[GIVEN REQUEST 1]: Turn the rows, everything from the one containing "of the deciduous" down to the final row, into a two-column CSV headed instruction and response. Give one line for each row that poses a task, with its wording under instruction and the rows that answer it under response; quote every field and replace line breaks with spaces.

[EXCERPTED TEXT]:
Low-dropout (or LDO) voltage regulators are linear DC voltage regulators that are capable of operating with very low input-output differential voltages. The advantages of such regulators with respect to other types of voltage regulators include having a lower minimum operating voltage, higher power efficiency and lower heat dissipation.
A conventional LDO voltage regulator consists of an error amplifier and a pass field-effect-transistor or “pass-FET”. The error amplifier compares the output voltage (or a voltage derived therefrom) being generated by the LDO to a reference voltage and alters the conductivity of the pass-FET in order to drive the output voltage to the desired value.
Two important design parameters that must be considered when designing an LDO are the accuracy of the output voltage and the stability of the LDO, As with any circuit, the error amplifier of an LDO regulator has an associated transfer function which describes the frequency response of the circuit. The transfer function typically has a pole located at a particular frequency known as a corner frequency. Once the frequency of the lowest frequency or “dominant” pole has been reached, the gain of the circuit begins to decrease at a rate of 20 dB/decade (i.e. for every ten-fold increase in frequency, the gain drops by 20 dB). Any subsequent poles will then increase this rate by a further 20 dB/decade. Each pole will also introduce a 90 degree phase shift. Thus with two poles, the output is in antiphase (i.e. 180 degrees out of phase) with the input, which can cause the circuit to be unstable. In order for a circuit to be stable, the gain should drop to unity at a frequency lower than that of the second pole (i.e. the first “non-dominant” pole).

[GIVEN REQUEST 2]: Reproduce word for word the passage of the text on low-dropout voltage regulators, everything from "Low-dropout (or LDO)" down to "the desired value.".

[INPUT ROWS]:
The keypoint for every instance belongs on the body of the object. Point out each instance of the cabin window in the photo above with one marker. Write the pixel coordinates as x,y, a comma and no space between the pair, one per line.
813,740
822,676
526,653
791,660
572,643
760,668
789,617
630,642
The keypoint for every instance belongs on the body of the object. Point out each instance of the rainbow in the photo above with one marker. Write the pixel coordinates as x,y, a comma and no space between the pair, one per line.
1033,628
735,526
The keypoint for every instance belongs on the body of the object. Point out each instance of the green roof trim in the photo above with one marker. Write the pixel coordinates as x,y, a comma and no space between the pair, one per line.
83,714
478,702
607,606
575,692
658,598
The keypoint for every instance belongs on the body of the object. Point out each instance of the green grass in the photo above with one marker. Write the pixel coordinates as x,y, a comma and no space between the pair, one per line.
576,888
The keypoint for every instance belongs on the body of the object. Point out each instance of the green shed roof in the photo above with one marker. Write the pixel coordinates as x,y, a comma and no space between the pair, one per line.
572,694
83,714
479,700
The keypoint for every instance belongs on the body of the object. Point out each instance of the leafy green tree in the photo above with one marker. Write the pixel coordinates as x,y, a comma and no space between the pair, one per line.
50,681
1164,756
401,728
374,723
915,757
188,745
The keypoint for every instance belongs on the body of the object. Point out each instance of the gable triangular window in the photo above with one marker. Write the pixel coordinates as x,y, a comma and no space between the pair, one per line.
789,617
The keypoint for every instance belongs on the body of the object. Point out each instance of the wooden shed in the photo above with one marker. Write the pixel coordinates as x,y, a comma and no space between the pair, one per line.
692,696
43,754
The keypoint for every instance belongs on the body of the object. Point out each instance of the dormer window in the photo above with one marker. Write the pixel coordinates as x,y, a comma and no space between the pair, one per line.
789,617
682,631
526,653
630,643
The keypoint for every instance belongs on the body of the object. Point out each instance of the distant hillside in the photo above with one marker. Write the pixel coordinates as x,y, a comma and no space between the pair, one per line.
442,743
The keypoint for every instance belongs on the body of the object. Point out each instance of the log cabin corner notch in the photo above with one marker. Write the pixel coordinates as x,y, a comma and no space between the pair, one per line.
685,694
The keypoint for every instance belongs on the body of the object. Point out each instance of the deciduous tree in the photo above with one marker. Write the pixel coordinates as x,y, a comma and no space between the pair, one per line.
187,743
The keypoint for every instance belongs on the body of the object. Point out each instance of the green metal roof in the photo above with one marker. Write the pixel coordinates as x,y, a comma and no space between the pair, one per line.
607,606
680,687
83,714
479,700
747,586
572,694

[OUTPUT 1]:
instruction,response
"The keypoint for every instance belongs on the body of the object. Point out each instance of the deciduous tree in the photo above with one marker. Write the pixel coordinates as x,y, a comma and no space between the pair, one per line.","187,743"
"The keypoint for every instance belongs on the body of the object. Point out each instance of the green metal roof in the photo above with one marker. Write the pixel coordinates as x,y, a comma and no space between the pair, one per line.","607,606 680,687 83,714 479,700 747,586 572,694"

[OUTPUT 2]:
Low-dropout (or LDO) voltage regulators are linear DC voltage regulators that are capable of operating with very low input-output differential voltages. The advantages of such regulators with respect to other types of voltage regulators include having a lower minimum operating voltage, higher power efficiency and lower heat dissipation.
A conventional LDO voltage regulator consists of an error amplifier and a pass field-effect-transistor or “pass-FET”. The error amplifier compares the output voltage (or a voltage derived therefrom) being generated by the LDO to a reference voltage and alters the conductivity of the pass-FET in order to drive the output voltage to the desired value.